### Activity
What is needed is an exact copy of the lines from the one containing "mark a point on the rocky" through the final line of the material below.

### Given entries
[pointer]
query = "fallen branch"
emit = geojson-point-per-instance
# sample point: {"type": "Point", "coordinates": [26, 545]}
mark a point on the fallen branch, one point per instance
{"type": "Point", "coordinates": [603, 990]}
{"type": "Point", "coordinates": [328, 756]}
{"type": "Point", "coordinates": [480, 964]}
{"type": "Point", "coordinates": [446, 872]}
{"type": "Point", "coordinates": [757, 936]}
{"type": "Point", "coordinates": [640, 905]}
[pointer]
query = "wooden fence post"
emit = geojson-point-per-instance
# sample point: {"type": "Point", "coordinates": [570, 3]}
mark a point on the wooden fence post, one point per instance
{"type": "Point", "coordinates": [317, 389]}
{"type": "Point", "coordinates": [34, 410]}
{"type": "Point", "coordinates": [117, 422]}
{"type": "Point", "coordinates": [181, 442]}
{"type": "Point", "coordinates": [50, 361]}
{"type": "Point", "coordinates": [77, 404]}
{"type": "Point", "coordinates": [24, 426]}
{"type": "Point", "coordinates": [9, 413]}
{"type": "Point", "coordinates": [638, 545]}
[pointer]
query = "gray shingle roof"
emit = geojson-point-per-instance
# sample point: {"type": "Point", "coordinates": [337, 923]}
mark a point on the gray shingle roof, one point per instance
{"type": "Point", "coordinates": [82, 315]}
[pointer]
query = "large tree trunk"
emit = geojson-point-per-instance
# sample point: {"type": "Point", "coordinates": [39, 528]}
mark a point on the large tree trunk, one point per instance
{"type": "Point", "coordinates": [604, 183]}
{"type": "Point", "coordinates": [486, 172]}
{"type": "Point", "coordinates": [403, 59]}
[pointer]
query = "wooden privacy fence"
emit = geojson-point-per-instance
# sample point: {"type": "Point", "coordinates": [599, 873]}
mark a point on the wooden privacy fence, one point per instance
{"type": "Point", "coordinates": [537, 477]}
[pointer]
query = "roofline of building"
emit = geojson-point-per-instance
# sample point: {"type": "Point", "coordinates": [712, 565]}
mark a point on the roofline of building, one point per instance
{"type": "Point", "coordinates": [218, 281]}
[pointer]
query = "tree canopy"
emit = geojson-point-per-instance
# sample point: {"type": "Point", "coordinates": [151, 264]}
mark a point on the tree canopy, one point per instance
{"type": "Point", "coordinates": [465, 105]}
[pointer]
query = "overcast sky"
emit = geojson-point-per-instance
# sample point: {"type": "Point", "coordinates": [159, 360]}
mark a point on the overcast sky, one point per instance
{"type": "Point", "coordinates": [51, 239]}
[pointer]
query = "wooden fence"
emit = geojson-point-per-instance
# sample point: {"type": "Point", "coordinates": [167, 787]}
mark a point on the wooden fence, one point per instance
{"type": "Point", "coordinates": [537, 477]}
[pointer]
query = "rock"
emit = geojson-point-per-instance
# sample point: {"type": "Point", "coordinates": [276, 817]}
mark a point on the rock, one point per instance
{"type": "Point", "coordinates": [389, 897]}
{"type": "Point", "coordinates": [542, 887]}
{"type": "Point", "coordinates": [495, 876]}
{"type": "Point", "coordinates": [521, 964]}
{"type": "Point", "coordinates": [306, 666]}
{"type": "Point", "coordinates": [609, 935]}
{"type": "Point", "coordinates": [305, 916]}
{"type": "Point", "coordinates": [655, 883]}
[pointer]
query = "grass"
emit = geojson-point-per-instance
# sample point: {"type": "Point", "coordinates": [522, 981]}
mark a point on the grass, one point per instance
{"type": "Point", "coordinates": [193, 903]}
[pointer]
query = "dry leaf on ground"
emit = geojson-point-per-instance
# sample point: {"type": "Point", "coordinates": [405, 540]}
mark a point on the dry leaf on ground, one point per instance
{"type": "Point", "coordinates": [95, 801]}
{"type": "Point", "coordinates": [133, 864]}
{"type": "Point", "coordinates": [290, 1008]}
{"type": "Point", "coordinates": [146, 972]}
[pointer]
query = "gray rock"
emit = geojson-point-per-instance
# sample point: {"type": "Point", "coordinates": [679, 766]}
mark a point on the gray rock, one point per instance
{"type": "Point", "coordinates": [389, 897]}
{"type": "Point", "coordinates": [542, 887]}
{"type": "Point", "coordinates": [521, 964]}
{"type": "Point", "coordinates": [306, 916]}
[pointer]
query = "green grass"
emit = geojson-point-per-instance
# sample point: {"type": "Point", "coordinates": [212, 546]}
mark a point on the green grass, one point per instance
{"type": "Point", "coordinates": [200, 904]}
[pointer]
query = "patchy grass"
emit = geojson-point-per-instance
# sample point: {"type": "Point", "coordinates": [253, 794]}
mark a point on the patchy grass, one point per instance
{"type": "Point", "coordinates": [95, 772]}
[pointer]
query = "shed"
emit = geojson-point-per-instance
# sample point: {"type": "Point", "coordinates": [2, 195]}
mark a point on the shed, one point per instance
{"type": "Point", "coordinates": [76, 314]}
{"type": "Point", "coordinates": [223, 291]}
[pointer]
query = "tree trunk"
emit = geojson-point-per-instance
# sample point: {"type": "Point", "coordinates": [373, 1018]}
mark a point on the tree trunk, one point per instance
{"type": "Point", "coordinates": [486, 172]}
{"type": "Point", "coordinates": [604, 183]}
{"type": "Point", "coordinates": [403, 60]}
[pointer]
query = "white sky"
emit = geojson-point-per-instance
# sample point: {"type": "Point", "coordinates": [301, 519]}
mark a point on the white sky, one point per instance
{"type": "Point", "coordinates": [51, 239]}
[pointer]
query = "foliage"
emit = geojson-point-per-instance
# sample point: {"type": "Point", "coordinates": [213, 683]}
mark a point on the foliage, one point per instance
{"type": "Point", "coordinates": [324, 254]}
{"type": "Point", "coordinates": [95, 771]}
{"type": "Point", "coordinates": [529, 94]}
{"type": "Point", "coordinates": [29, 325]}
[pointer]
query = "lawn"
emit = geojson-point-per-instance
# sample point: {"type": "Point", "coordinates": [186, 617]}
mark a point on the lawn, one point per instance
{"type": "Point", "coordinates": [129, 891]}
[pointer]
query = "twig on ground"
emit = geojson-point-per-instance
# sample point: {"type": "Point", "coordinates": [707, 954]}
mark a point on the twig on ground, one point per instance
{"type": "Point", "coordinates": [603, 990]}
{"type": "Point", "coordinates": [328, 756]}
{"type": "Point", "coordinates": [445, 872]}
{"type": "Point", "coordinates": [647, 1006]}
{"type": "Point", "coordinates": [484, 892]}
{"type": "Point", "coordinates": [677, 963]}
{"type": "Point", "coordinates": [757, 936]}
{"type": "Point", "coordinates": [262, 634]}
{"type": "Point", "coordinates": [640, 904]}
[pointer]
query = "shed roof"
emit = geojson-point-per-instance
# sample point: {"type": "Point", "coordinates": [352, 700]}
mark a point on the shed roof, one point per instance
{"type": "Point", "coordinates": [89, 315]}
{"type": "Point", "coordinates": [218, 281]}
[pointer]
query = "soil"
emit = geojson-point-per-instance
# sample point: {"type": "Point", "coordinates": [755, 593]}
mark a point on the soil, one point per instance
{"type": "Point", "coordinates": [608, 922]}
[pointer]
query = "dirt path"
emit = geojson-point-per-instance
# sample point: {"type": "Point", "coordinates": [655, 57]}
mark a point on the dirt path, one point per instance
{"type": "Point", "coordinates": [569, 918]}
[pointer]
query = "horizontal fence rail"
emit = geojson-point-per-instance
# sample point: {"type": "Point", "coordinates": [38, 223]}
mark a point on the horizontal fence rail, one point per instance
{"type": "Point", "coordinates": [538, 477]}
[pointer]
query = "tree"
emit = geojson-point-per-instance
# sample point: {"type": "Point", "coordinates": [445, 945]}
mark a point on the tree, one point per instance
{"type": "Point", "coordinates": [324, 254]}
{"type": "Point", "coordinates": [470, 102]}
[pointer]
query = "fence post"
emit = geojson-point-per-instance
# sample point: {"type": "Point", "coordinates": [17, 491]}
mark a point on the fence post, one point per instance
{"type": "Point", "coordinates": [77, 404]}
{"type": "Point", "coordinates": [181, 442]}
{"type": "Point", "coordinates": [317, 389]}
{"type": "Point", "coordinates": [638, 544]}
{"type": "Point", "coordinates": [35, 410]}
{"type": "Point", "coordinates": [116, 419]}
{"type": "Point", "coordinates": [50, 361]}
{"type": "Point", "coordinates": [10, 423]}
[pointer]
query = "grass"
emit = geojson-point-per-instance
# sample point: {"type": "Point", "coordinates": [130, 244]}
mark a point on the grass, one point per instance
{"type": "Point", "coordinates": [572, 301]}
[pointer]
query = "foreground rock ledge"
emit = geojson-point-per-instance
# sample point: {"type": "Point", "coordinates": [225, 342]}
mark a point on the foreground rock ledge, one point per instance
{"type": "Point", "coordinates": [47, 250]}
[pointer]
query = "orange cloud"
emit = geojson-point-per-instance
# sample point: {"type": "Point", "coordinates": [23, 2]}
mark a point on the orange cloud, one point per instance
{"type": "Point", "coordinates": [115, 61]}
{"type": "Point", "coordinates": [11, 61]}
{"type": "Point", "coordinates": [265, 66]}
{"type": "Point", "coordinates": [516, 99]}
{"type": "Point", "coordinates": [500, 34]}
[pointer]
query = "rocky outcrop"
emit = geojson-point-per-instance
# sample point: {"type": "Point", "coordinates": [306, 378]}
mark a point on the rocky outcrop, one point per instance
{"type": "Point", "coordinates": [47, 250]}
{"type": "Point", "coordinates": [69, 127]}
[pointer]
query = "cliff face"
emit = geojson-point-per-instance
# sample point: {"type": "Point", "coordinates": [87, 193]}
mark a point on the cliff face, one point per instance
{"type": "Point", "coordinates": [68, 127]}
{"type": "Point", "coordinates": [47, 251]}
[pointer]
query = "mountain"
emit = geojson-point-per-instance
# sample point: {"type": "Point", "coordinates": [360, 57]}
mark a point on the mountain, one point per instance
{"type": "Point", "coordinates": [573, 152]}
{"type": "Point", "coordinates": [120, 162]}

### Answer section
mark a point on the rocky outcrop, one point per instance
{"type": "Point", "coordinates": [47, 250]}
{"type": "Point", "coordinates": [69, 127]}
[pointer]
query = "cliff face"
emit = geojson-point-per-instance
# sample point: {"type": "Point", "coordinates": [87, 193]}
mark a point on the cliff face, one point per instance
{"type": "Point", "coordinates": [68, 127]}
{"type": "Point", "coordinates": [47, 251]}
[pointer]
query = "mountain"
emit = geojson-point-per-instance
# sample point: {"type": "Point", "coordinates": [360, 57]}
mark a point on the mountain, one point per instance
{"type": "Point", "coordinates": [573, 152]}
{"type": "Point", "coordinates": [120, 162]}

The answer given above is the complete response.